- [WORK TO DO]
Using the records below, copy out exactly the line that contains "point like [443,243]." and every line that follows it, up to and including the last, and no others.

+++ DATA RECORDS

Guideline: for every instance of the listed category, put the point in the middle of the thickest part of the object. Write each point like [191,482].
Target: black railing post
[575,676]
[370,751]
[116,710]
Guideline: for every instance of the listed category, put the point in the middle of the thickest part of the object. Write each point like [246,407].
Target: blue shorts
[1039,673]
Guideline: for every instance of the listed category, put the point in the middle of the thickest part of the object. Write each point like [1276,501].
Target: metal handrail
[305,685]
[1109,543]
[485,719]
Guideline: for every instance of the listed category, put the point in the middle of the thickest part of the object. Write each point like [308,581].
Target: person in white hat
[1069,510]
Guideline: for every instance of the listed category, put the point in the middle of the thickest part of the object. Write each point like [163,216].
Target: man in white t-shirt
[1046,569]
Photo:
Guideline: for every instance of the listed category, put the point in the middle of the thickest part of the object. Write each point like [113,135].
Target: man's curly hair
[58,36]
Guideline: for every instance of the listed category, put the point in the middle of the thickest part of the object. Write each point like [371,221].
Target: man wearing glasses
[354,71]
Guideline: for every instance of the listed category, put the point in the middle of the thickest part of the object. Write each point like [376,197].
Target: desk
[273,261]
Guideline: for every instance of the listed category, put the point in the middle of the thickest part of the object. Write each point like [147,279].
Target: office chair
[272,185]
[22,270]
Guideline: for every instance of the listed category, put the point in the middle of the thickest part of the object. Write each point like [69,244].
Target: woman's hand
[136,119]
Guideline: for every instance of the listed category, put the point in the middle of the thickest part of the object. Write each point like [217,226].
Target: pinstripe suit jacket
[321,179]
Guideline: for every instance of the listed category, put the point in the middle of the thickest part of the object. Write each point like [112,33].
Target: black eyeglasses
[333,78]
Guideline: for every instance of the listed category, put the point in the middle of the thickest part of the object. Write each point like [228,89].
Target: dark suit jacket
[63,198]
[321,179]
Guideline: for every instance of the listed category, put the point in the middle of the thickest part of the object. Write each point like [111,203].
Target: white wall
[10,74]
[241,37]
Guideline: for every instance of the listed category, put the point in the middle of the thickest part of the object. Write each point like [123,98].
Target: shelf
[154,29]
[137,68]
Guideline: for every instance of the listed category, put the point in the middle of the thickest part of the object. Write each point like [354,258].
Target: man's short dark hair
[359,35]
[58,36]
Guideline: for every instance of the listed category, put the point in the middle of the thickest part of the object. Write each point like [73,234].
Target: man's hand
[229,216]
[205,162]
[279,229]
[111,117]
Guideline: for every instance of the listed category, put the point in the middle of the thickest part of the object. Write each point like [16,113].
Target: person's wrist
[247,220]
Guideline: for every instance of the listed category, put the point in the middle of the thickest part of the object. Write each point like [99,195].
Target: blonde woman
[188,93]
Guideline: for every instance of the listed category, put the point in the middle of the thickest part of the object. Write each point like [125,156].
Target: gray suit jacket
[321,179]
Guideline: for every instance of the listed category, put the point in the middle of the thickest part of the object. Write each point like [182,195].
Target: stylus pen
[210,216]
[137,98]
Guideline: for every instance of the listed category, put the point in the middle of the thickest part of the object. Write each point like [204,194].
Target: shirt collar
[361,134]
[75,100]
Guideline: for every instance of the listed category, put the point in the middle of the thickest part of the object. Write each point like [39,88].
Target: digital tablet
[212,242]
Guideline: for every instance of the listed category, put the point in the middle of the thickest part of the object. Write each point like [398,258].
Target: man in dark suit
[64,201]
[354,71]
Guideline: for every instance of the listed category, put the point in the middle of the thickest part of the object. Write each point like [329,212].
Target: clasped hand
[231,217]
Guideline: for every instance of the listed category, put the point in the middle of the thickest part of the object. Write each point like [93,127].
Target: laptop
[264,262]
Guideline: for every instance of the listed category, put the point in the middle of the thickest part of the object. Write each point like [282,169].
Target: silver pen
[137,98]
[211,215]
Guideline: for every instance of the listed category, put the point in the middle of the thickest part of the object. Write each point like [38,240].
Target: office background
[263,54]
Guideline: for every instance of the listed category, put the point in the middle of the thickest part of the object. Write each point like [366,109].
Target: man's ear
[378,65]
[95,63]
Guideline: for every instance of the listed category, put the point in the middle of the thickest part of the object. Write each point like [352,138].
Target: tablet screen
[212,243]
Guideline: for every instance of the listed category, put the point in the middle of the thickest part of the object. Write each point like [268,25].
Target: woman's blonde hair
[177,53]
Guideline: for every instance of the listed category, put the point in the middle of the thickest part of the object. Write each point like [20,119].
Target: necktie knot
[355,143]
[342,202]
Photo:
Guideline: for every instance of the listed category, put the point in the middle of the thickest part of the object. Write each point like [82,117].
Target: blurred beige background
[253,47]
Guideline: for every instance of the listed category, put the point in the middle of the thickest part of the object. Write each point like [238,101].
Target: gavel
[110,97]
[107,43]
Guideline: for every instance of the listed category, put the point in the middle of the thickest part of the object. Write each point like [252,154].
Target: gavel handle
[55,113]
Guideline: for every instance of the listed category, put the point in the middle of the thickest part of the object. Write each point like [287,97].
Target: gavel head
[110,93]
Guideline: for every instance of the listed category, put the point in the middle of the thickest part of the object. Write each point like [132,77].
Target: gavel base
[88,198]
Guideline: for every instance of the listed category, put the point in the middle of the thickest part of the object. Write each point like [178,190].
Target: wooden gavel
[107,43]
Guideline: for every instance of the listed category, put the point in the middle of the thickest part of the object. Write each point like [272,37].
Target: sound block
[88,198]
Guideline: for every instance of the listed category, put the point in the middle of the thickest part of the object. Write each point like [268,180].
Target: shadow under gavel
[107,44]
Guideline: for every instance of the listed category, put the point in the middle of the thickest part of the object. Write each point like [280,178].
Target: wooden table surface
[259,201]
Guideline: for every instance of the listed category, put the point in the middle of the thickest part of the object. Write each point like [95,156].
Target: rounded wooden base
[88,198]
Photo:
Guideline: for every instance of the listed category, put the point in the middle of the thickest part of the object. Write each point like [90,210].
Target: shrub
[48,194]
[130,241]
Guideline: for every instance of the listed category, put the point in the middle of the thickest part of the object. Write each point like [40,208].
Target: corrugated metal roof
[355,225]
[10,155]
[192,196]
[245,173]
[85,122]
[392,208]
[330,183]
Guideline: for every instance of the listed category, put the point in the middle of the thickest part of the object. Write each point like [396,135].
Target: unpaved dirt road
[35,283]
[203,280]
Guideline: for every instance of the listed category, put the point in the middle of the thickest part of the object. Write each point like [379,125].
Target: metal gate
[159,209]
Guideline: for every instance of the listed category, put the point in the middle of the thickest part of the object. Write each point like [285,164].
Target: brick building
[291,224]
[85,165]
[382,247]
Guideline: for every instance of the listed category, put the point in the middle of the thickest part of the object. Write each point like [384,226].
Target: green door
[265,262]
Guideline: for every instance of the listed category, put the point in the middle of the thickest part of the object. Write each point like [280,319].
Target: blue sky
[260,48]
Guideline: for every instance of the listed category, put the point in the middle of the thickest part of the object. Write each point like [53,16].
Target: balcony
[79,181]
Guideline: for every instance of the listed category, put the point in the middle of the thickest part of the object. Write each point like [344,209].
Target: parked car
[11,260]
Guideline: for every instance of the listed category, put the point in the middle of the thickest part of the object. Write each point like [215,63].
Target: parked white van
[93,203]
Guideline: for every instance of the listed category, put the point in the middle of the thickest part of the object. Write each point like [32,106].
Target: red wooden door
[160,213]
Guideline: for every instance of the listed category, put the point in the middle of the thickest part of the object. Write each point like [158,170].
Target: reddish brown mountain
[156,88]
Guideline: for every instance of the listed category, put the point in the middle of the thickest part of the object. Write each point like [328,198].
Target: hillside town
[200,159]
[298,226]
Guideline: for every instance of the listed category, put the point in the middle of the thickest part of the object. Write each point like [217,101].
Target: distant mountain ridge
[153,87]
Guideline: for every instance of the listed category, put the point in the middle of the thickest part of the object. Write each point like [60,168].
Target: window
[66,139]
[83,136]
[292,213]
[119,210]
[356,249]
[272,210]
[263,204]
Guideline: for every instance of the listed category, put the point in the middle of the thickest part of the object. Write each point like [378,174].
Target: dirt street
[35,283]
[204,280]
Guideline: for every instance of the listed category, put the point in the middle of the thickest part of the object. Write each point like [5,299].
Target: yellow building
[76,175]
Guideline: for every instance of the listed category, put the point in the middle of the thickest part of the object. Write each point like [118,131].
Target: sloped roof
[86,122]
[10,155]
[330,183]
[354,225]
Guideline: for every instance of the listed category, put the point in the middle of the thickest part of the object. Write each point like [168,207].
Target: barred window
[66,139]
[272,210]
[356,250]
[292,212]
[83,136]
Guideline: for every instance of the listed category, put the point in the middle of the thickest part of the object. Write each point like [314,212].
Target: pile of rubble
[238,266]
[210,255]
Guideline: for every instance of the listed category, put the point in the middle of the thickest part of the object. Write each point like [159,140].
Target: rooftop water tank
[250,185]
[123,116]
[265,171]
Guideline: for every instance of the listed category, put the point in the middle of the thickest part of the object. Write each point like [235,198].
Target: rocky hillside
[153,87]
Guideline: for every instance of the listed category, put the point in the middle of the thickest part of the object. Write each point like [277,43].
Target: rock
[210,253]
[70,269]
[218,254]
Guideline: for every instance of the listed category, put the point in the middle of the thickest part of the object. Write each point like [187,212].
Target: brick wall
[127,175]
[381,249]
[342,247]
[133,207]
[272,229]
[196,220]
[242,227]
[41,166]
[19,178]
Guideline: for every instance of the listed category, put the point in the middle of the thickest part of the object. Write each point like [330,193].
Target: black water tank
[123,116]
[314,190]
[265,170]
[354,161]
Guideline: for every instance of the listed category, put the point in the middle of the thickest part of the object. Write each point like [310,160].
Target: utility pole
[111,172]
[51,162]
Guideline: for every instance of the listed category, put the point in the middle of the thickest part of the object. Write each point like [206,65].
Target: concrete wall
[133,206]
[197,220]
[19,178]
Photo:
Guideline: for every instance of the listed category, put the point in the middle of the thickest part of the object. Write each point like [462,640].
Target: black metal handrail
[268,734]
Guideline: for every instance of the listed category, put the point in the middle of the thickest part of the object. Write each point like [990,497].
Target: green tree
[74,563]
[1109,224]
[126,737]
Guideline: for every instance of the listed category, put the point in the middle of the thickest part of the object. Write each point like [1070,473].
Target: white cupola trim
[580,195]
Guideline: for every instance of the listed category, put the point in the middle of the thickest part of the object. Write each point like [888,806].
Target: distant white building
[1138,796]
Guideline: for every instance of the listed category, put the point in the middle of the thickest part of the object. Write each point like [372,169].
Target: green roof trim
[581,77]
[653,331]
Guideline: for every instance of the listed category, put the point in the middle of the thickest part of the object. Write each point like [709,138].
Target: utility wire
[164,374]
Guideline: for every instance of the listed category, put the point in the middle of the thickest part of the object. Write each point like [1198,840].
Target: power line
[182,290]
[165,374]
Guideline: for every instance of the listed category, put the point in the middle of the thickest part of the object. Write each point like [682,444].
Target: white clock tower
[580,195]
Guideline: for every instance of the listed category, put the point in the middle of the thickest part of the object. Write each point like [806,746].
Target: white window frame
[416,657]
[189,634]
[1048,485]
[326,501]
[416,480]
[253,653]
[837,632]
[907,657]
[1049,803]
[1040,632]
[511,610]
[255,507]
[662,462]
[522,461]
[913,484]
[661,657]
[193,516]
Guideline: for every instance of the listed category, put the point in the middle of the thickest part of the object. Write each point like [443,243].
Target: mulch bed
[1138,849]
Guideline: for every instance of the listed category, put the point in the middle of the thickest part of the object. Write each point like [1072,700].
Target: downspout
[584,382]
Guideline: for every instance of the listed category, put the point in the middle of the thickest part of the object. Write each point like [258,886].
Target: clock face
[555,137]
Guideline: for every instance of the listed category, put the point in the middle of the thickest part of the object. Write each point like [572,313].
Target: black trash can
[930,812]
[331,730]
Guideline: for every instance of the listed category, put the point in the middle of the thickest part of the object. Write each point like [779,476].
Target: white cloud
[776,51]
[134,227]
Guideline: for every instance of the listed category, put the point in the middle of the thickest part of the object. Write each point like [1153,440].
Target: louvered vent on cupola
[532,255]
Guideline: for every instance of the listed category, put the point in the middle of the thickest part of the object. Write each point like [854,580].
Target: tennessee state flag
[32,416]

++++++

- [TASK RESPONSE]
Guideline: for every instance of the listed category, put the point in the middle of the thickest part of the object. Write each point like [443,243].
Target: mulch bed
[1138,849]
Guideline: for every instance of the listed category, put the point in the middle of the thickest part of the object. Write each point like [1072,700].
Target: downspout
[584,382]
Guideline: for every instance of the listed category, put the point in the middle of the thickest part of the object. Write each point like [258,886].
Target: clock face
[555,137]
Guideline: for every instance of the listed category, put the point in the middle of the thickest part of the object. Write each point like [572,313].
Target: black trash can
[930,812]
[331,730]
Guideline: for every instance of the listed category, put the point in the middle of the thickest part of the object. Write each point like [779,476].
Target: white cloud
[776,51]
[134,227]
Guideline: for every instance of the listed category, put the point in the middle of the thickest part of the object. Write each point like [1153,440].
Target: louvered vent on cupola
[532,255]
Guideline: for every instance of the listed category, put the point in the middle of the thickest part of the object. Write each point like [854,580].
Target: tennessee state flag
[32,416]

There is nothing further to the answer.